:: TEXTO FORNECIDO ::

+---+

Em Portugal, em 2018, o estudo PEN- 3S (Portuguese Elderly Nutricional Status Surveillance System), revelou que 82,3% dos idosos não têm “deficit” cognitivo e que 73.6% são independentes para a execução das atividades instrumentais da vida diária.

É uma máxima da Geriatria que ser velho não é ser doente, e que quando um velho está doente está doente porque tem uma doença e não porque é velho.

O Papa Francisco afirmou a propósito: “A velhice não é uma doença é um privilégio”.

Velhicista seria Aristóteles que escreveu na Ética a Nicômaco: “O ser humano progride somente até os 50 anos”. Essa conceção distorcida de velhice, fazia-o ver os idosos como pessoas diminuídas, indignas de confiança e por isso precisavam ser afastadas do poder, não devendo exercer cargos de importância política.

A idade média dos atuais conselheiros de Estado é de 72,47 anos. Alguns dos que governam o Mundo são velhos. Por exemplo: o nosso Presidente da Republica tem 75 anos, António Guterres, 74 anos. Lula da Silva 78 anos, John Biden 81 anos, Donald Trump 77 anos.

Os Velhos são valorizados pela acumulação de conhecimento e experiências, pela sensatez, pelo equilíbrio dos conselhos e das decisões, pela visão serena e desapaixonada, pela hierarquização correta dos problemas, por uma outra maneira de encontrar soluções…

O que escrevi não invalida o facto de que ao envelhecermos ficamos mais propensos a estar doentes e que os velhos podem, mais frequentemente que os jovens, sofrer de múltiplas doenças em simultâneo, com a consequente “plurimedicação”.

+---+

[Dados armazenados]
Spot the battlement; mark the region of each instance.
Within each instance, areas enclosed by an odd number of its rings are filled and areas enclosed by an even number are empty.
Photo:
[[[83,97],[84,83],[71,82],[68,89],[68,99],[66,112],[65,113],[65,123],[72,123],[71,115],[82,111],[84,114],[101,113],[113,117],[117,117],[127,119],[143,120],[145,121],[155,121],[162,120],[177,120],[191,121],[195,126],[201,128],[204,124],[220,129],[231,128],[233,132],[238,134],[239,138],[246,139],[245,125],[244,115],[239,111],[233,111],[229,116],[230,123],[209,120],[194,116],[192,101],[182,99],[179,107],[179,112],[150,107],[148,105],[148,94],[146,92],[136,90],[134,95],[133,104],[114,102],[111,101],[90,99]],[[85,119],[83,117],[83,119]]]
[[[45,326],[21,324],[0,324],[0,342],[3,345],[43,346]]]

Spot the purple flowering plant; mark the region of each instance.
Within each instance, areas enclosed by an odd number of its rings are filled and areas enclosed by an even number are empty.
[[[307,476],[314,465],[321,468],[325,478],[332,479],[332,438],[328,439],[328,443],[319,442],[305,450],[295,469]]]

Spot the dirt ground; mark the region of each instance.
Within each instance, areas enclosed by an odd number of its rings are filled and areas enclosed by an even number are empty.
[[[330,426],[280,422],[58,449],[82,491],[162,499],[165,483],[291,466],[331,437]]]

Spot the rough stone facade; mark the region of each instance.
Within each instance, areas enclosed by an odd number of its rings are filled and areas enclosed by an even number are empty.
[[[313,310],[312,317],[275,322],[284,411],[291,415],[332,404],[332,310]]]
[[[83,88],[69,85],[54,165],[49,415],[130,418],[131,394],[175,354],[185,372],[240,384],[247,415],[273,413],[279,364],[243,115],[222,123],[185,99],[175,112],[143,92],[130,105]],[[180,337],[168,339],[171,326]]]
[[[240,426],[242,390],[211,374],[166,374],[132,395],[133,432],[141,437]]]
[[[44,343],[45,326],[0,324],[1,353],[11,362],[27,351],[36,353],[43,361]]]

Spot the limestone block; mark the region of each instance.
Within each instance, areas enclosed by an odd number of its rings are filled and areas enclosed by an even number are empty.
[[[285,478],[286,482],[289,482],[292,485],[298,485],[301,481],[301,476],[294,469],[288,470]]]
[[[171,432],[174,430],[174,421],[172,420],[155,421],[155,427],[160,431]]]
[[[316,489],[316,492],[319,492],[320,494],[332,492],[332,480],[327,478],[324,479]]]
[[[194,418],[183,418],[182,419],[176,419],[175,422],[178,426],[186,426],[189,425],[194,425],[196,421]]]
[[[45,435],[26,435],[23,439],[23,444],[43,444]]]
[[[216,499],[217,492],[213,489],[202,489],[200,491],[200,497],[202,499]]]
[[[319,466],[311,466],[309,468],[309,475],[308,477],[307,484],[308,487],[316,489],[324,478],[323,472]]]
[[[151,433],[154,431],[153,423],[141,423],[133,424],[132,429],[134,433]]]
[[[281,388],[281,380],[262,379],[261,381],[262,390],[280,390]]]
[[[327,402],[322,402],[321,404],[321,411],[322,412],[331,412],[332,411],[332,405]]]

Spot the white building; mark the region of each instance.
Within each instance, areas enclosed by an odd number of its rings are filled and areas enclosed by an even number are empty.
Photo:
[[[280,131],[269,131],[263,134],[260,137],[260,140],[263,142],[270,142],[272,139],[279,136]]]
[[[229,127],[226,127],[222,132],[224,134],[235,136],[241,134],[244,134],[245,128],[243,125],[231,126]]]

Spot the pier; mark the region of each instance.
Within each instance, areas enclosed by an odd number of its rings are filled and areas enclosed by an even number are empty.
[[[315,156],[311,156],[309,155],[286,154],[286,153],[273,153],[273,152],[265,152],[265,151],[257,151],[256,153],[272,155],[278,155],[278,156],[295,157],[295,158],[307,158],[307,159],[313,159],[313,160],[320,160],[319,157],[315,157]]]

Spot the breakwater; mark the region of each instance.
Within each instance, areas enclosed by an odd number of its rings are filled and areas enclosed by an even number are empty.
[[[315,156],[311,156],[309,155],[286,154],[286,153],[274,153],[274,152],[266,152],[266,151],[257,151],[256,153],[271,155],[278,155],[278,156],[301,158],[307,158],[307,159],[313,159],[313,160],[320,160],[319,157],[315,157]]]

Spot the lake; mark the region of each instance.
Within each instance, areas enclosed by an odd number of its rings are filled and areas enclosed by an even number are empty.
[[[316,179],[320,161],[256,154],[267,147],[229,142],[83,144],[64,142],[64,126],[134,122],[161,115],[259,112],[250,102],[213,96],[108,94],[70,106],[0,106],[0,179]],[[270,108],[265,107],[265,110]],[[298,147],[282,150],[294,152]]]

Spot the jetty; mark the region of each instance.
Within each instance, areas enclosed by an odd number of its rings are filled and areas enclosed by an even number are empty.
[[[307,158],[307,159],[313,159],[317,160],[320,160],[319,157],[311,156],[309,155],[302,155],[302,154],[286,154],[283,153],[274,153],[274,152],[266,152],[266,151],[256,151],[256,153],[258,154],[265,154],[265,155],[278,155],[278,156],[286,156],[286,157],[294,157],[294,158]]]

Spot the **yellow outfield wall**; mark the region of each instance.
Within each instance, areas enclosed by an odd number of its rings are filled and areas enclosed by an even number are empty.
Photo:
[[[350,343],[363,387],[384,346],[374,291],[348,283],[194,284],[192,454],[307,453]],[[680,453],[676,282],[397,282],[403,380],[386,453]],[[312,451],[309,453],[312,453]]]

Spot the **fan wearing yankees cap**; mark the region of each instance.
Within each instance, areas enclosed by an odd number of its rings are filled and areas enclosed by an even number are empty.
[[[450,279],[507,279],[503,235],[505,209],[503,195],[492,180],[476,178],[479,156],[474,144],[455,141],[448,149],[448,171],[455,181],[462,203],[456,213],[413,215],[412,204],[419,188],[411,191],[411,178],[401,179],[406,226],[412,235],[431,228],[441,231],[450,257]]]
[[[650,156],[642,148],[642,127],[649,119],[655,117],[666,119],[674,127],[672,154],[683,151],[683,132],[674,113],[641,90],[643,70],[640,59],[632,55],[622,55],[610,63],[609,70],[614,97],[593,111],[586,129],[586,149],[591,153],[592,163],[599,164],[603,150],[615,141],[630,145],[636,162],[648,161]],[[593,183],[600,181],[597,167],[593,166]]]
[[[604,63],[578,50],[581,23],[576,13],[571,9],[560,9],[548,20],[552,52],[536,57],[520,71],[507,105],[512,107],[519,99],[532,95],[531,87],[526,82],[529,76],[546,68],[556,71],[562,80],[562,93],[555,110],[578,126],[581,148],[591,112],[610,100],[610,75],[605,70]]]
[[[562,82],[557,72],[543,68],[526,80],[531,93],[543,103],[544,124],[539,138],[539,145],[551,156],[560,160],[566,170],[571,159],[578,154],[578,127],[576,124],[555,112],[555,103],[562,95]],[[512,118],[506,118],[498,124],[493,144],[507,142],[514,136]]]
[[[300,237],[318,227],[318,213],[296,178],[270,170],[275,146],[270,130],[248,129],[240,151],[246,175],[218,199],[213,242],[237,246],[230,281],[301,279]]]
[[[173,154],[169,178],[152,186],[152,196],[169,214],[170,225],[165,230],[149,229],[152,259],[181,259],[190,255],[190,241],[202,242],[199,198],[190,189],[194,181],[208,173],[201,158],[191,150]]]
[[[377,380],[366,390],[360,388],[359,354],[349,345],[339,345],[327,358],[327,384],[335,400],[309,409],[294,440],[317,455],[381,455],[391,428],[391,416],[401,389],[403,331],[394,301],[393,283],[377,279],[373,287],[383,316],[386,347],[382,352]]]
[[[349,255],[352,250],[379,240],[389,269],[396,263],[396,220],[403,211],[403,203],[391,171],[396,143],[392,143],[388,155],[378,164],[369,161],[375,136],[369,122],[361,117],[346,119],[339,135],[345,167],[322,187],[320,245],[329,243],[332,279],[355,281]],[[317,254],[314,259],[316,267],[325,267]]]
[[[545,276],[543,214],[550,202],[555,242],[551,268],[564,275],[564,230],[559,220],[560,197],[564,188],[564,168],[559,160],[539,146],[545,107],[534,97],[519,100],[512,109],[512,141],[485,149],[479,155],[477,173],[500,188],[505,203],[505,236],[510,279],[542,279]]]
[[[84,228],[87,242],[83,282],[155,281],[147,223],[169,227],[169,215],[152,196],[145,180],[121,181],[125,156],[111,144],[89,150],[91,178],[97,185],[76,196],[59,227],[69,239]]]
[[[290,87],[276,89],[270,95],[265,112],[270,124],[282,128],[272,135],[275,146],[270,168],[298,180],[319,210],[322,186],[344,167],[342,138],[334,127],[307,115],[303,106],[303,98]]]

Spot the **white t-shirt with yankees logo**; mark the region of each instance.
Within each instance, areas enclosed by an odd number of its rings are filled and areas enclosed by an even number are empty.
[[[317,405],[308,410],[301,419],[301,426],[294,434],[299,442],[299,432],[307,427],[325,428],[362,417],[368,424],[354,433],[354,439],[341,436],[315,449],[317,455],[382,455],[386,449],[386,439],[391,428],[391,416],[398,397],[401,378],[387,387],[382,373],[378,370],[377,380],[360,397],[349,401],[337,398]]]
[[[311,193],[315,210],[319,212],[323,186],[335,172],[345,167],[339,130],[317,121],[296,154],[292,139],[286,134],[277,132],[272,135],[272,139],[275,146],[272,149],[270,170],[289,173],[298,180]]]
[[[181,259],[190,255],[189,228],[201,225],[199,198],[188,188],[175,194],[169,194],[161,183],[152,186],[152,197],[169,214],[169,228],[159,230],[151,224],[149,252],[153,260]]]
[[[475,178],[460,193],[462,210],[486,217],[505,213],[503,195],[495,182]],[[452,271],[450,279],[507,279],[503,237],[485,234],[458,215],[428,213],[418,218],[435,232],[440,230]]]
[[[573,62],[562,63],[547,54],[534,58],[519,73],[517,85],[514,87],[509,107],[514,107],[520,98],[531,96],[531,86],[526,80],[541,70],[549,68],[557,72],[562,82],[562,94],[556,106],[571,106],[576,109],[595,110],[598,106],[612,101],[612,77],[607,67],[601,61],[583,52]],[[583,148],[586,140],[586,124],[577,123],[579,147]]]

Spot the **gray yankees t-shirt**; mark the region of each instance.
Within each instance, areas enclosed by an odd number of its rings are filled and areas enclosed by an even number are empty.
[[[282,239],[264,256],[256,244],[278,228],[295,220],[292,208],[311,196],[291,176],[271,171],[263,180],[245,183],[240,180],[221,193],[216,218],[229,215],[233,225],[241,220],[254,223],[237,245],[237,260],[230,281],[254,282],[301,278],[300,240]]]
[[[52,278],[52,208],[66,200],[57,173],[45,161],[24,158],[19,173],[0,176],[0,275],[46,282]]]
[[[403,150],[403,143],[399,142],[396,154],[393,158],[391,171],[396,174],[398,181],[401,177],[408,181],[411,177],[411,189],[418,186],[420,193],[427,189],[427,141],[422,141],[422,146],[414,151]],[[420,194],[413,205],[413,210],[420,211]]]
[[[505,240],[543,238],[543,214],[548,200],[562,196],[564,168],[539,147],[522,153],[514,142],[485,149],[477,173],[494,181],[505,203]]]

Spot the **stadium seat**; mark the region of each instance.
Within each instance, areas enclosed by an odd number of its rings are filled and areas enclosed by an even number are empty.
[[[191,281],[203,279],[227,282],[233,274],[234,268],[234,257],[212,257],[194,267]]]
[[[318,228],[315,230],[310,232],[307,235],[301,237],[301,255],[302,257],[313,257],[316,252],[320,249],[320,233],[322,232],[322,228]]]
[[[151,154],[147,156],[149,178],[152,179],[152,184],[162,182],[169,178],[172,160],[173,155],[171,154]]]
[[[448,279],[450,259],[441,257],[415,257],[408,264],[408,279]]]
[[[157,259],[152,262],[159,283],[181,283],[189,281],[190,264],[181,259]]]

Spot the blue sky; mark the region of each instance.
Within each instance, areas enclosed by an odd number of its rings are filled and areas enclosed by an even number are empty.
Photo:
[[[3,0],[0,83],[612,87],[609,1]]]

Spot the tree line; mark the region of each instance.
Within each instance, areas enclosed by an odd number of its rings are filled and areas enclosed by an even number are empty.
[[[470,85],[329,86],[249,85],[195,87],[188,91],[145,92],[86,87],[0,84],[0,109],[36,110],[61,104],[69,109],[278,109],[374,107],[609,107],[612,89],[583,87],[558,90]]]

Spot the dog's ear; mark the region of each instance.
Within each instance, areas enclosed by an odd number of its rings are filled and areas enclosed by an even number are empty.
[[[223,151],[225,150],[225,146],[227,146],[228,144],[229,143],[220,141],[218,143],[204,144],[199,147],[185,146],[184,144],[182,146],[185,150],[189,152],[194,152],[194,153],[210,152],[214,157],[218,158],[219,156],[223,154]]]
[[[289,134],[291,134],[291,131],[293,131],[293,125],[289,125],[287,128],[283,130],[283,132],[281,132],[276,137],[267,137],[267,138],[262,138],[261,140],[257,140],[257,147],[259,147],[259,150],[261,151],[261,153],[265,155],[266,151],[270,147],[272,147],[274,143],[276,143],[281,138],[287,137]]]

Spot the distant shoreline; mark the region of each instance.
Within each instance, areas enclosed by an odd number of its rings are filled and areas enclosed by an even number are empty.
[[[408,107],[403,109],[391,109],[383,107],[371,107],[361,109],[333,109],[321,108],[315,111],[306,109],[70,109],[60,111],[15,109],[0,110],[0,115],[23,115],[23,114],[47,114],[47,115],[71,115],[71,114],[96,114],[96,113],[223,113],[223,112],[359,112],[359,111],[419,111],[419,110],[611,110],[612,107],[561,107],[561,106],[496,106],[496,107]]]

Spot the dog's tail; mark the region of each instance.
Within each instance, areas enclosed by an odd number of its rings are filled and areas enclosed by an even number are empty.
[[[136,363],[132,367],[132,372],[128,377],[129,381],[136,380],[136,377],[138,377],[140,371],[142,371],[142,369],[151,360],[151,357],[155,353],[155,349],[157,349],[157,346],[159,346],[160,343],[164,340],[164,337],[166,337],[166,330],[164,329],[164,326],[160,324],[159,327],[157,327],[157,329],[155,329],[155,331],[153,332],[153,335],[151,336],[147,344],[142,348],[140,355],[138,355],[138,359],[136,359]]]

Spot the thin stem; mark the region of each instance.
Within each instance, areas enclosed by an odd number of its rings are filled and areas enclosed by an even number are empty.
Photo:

+---+

:: TAREFA A REALIZAR ::
Indique, por favor, se cada afirmação concorda com o texto sobre a velhice, respondendo sim ou não e citando textualmente as palavras do texto que o decidem. 1. Segundo o estudo PEN-3S, 82,3% dos idosos em Portugal não têm défice cognitivo. 2. Aristóteles escreveu que o ser humano progride somente até aos 60 anos. 3. A idade média dos atuais conselheiros de Estado ultrapassa os 70 anos. Os itens constituem material independente do texto.

:: RESOLUÇÃO DO EXERCÍCIO ::
1. Sim: «82,3% dos idosos não têm “deficit” cognitivo»
2. Não: «O ser humano progride somente até os 50 anos»
3. Sim: «A idade média dos atuais conselheiros de Estado é de 72,47 anos»